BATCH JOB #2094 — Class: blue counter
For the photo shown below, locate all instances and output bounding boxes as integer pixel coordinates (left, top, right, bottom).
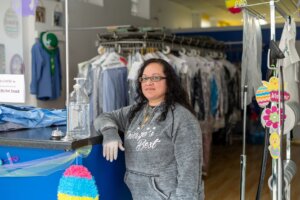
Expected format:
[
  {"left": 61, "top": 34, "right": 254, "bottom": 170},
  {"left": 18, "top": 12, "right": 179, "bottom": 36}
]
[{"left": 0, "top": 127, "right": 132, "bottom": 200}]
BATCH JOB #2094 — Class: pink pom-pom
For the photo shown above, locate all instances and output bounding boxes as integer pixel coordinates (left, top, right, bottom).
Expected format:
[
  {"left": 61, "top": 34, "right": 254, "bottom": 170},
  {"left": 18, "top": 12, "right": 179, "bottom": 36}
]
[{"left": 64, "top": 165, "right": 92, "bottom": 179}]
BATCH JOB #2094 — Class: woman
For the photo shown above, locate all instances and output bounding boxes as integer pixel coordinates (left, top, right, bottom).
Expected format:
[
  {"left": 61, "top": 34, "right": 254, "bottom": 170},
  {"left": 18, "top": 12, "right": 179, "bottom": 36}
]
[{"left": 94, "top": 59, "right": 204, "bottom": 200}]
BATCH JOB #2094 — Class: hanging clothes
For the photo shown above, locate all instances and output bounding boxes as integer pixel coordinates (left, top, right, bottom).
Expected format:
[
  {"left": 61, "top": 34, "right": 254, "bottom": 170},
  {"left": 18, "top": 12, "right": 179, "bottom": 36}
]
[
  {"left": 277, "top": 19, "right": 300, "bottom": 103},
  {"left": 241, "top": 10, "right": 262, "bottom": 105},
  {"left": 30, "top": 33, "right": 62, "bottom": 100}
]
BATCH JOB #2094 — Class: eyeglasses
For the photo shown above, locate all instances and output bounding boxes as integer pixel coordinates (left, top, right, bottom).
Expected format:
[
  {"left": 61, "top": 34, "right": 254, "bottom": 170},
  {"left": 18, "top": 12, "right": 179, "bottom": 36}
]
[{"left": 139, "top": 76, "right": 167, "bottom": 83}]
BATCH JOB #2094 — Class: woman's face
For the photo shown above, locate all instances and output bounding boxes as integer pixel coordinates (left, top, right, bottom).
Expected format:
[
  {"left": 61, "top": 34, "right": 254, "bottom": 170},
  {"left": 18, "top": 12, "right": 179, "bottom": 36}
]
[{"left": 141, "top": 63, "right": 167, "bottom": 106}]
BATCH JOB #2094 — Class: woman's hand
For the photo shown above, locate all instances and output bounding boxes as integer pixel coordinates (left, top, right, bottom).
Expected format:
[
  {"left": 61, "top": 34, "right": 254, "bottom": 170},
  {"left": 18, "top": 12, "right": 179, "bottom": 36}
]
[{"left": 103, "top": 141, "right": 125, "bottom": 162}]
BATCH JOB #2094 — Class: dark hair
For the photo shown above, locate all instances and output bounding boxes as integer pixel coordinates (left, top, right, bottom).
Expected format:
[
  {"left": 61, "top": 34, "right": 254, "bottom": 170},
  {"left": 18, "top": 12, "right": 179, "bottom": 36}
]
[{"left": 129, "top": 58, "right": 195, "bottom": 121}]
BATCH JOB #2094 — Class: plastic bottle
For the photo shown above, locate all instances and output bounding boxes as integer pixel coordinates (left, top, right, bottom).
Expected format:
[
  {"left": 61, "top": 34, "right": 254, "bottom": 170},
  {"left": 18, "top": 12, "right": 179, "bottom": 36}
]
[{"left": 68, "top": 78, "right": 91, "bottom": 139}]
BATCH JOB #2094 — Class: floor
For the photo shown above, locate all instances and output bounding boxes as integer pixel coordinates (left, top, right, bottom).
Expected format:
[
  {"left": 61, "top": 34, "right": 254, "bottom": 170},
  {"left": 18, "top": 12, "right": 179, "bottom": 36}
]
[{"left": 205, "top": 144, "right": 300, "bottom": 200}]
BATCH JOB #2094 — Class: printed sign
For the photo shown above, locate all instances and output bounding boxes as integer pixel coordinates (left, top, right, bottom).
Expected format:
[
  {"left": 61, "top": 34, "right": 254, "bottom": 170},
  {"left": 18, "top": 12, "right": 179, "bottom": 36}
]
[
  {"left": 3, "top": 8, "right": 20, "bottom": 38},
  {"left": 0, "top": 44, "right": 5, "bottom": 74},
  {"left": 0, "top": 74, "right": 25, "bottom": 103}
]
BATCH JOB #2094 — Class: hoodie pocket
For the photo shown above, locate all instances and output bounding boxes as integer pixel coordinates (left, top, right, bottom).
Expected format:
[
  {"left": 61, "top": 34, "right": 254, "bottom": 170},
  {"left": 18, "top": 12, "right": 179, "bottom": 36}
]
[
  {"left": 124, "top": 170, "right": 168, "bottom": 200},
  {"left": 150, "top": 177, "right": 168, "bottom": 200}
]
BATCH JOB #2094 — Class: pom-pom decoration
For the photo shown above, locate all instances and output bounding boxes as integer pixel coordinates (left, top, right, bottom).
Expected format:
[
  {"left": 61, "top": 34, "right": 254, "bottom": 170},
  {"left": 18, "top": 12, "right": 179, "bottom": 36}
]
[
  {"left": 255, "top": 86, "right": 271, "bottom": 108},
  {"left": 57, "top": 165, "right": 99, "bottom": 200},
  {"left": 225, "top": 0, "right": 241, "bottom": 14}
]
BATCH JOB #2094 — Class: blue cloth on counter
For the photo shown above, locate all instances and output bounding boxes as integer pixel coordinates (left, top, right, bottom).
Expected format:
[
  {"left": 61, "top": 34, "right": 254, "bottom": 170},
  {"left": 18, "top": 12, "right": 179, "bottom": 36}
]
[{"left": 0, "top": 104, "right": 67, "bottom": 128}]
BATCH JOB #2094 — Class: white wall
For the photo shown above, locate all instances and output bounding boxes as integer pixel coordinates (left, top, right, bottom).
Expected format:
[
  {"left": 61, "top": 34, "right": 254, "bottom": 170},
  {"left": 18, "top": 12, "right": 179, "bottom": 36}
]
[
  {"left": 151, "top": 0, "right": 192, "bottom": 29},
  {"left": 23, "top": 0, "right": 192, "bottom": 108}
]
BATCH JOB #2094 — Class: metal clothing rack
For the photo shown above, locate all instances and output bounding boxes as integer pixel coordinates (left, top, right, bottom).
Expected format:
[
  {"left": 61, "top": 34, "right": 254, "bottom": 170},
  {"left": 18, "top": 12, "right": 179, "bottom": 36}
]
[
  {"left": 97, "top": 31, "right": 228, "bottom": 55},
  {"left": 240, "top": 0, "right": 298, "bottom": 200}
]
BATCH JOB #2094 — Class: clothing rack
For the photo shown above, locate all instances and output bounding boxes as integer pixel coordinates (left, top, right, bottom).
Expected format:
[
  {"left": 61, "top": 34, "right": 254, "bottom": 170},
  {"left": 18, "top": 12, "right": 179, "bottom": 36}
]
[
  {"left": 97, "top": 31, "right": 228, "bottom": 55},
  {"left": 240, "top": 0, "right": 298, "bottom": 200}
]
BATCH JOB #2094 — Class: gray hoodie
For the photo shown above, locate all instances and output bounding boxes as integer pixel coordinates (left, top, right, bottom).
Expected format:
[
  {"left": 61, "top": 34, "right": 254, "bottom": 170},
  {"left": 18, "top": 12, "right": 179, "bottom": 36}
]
***
What this task involves –
Please gather every line above that contains the word "woman" and copy each one as it appears.

Task result –
BATCH JOB #2094 — Class: woman
BATCH JOB #2094 — Class: woman's face
BATCH JOB #2094 — Class: woman's hand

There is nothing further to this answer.